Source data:
-*-*-
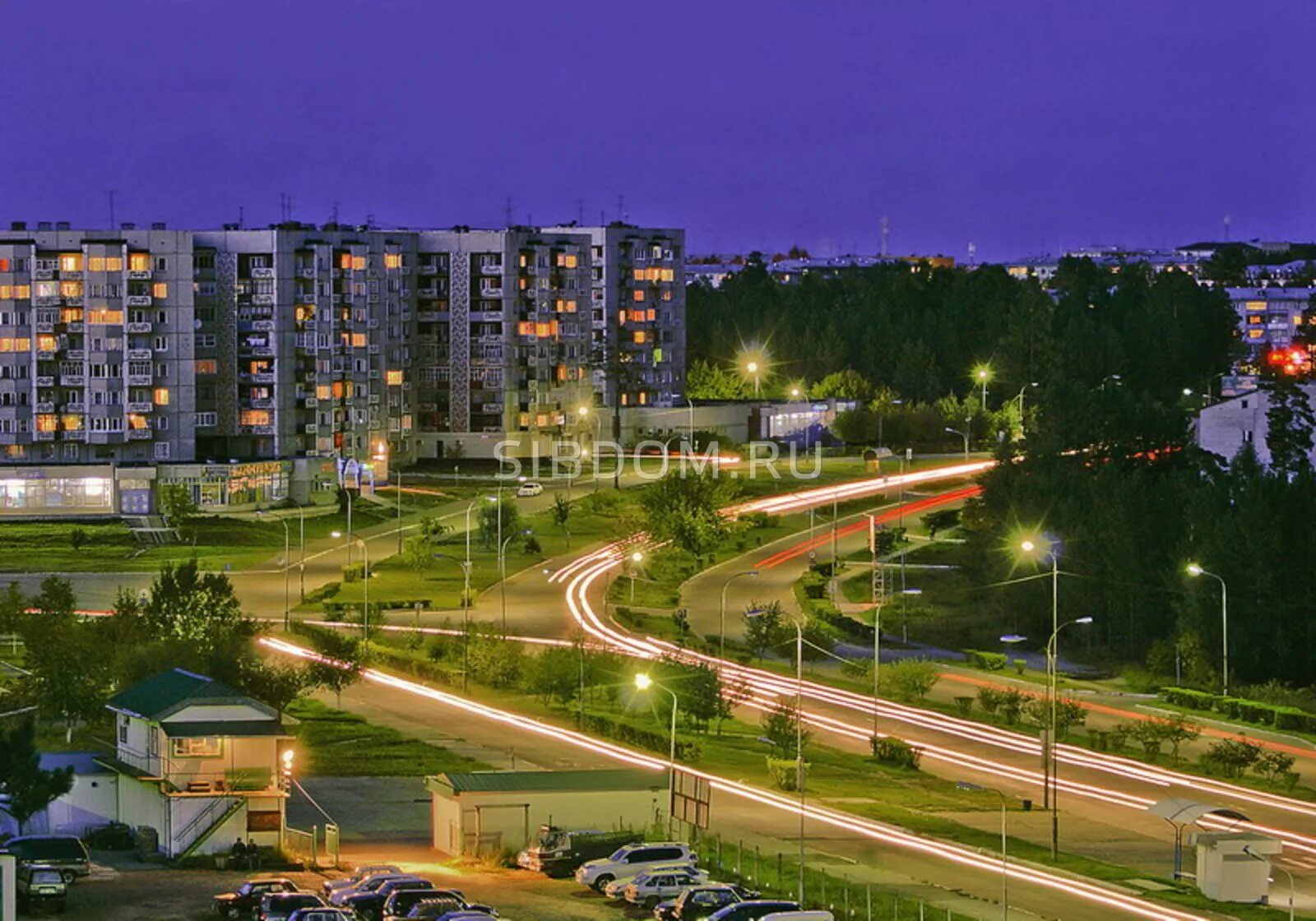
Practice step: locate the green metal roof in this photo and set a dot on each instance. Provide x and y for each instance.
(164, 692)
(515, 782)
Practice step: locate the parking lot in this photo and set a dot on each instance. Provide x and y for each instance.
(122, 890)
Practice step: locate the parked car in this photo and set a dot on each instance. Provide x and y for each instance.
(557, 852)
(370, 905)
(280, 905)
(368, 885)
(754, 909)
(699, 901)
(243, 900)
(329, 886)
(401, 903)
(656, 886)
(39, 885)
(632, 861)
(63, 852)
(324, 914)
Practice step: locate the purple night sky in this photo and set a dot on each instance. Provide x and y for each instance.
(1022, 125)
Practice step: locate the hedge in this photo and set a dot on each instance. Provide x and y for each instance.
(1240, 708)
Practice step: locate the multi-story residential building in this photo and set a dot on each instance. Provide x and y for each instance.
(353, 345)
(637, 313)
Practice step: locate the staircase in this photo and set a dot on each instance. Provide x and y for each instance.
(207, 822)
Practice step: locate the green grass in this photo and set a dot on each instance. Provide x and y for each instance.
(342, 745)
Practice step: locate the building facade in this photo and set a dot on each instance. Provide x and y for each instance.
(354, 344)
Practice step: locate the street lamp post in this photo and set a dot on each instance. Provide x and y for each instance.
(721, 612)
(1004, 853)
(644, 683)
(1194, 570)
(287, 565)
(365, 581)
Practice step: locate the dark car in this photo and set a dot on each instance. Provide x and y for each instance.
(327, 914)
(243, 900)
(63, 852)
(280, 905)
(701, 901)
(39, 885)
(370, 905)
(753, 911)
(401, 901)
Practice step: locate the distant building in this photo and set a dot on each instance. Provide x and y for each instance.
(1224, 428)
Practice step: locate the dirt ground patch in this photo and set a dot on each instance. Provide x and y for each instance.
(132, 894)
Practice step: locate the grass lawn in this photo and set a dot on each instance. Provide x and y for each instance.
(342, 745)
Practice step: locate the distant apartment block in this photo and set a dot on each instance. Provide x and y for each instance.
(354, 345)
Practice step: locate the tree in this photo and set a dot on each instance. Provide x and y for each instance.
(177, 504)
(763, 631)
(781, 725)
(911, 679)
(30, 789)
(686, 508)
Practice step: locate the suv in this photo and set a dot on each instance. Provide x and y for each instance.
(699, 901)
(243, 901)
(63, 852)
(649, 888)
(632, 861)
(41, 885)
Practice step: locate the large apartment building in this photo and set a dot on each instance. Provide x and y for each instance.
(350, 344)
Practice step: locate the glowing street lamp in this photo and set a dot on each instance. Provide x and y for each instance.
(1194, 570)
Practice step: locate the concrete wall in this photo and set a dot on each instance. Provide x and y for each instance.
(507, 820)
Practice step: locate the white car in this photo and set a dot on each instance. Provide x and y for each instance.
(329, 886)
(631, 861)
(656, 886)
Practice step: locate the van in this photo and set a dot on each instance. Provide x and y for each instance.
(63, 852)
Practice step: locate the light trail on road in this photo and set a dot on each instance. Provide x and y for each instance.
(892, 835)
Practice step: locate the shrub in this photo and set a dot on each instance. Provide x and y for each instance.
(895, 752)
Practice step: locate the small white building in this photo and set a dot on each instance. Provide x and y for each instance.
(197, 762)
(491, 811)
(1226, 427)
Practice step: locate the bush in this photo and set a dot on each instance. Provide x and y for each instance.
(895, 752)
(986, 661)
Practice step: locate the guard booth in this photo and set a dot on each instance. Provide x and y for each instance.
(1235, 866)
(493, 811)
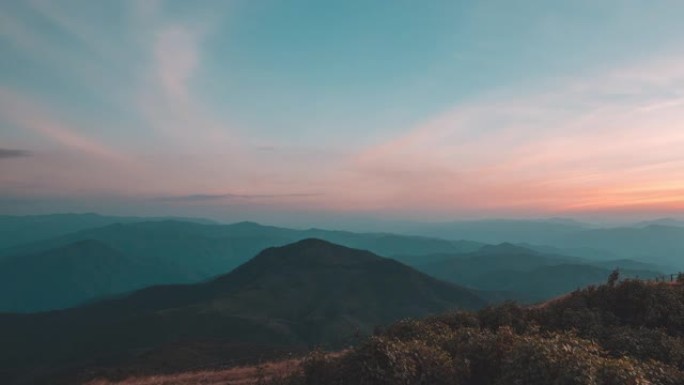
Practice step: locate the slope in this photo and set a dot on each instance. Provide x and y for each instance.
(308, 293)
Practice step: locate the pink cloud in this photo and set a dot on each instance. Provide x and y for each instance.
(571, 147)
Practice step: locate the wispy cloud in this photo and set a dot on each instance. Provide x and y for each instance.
-*-*-
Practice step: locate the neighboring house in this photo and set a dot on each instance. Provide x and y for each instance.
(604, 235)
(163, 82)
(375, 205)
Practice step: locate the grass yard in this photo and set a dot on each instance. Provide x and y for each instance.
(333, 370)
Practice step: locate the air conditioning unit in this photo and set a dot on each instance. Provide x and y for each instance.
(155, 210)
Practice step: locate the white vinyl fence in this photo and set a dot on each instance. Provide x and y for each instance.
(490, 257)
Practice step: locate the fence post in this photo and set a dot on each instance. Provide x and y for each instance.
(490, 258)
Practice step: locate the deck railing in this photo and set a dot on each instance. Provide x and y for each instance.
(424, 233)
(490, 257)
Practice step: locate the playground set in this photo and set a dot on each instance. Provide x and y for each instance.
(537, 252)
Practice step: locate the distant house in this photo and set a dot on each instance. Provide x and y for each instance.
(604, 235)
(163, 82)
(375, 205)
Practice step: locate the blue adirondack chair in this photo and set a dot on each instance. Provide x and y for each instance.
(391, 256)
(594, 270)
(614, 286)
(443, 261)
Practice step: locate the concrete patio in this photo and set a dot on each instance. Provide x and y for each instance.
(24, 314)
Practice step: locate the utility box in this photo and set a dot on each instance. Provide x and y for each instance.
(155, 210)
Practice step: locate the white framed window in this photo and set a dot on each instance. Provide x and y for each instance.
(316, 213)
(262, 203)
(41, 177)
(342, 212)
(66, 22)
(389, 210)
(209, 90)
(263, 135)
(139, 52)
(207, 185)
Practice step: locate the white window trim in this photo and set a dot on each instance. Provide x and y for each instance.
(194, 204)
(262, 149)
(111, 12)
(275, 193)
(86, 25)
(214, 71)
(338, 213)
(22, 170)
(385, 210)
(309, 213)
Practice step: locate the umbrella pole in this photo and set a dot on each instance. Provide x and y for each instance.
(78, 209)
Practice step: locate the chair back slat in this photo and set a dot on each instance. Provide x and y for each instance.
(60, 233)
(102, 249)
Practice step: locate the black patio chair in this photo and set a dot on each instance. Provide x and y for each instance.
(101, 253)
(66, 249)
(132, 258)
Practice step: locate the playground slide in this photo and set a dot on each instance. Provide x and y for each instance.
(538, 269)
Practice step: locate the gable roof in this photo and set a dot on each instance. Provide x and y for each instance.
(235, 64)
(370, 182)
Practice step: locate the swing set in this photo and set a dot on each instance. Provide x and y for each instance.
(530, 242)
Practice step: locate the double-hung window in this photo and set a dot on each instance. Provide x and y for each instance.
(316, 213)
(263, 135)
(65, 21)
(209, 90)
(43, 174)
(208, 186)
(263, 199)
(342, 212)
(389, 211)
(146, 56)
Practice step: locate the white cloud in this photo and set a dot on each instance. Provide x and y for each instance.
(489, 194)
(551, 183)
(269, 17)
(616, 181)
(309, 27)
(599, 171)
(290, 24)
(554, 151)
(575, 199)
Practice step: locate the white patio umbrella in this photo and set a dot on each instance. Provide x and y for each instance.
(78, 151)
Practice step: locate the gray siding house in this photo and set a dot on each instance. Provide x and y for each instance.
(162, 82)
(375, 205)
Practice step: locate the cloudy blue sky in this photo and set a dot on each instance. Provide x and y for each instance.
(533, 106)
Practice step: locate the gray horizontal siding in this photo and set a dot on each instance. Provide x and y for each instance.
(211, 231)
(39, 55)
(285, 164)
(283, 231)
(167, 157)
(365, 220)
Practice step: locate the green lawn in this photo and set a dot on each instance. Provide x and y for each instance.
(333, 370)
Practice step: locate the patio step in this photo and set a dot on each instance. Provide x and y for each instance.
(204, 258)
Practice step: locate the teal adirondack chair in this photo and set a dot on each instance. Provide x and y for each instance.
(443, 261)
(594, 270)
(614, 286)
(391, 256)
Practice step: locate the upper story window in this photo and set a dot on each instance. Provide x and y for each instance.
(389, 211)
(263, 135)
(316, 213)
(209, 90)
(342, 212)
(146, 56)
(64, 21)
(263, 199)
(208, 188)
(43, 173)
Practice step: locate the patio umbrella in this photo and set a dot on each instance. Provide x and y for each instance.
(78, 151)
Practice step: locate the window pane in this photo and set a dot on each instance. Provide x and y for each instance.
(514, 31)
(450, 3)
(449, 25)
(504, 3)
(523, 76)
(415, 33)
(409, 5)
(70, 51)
-*-*-
> _Prompt_
From the line containing "Practice step: locate the suv" through the line containing "Practice step: locate the wispy", copy every line above exactly, without pictures.

> _Solved problem_
Practice step: locate the suv in this photo and set a dot on each instance. Provide x and y for each instance.
(699, 901)
(243, 901)
(63, 852)
(649, 888)
(632, 861)
(41, 885)
Practice step: locate the large apartment building in this photo and set a dot on each instance. Provide x and y for each instance.
(350, 344)
Practice step: locate the glowing street lamp in this photo and set a dot on each instance. Provide x and y for each instance.
(1194, 570)
Practice step: locate the concrete wall in this photo and set a dot on each instance. Provide x and y for each instance.
(507, 820)
Practice step: locate the white car in this photo and set a dot on each instance. Provide x and y for each instance.
(329, 886)
(631, 861)
(656, 886)
Practice step: locate the van in this photo and set a dot on each instance. Provide x and y for each instance.
(63, 852)
Practice step: locate the light trail on road in this photo and set a dot on each instance. Provide x and y for each instance.
(892, 835)
Practice step: locate the shrub in this photo and set a dot on each instance. Provide x and y for each instance.
(895, 752)
Practice step: locate the small white building in this photo and set a dot on each instance. Provide x and y for each instance.
(197, 762)
(491, 811)
(1226, 427)
Practice step: locate the bush in this photo and set a dot on each instance. Provide x and y for each instance.
(895, 752)
(986, 661)
Practice step: locate the guard booth in this photo and set a dot on each instance. Provide x and y for each instance.
(1235, 866)
(493, 811)
Practice step: locate the slope in this photo and set a dot on each instance. Provide x and y for each instance.
(308, 293)
Practice step: locate the pink cloud in this photo and set a dot on each instance. Provide x and y for each instance.
(571, 147)
Practice step: locate the wispy cloud in this photo and set a dot on each instance. Provide x and y for each instance.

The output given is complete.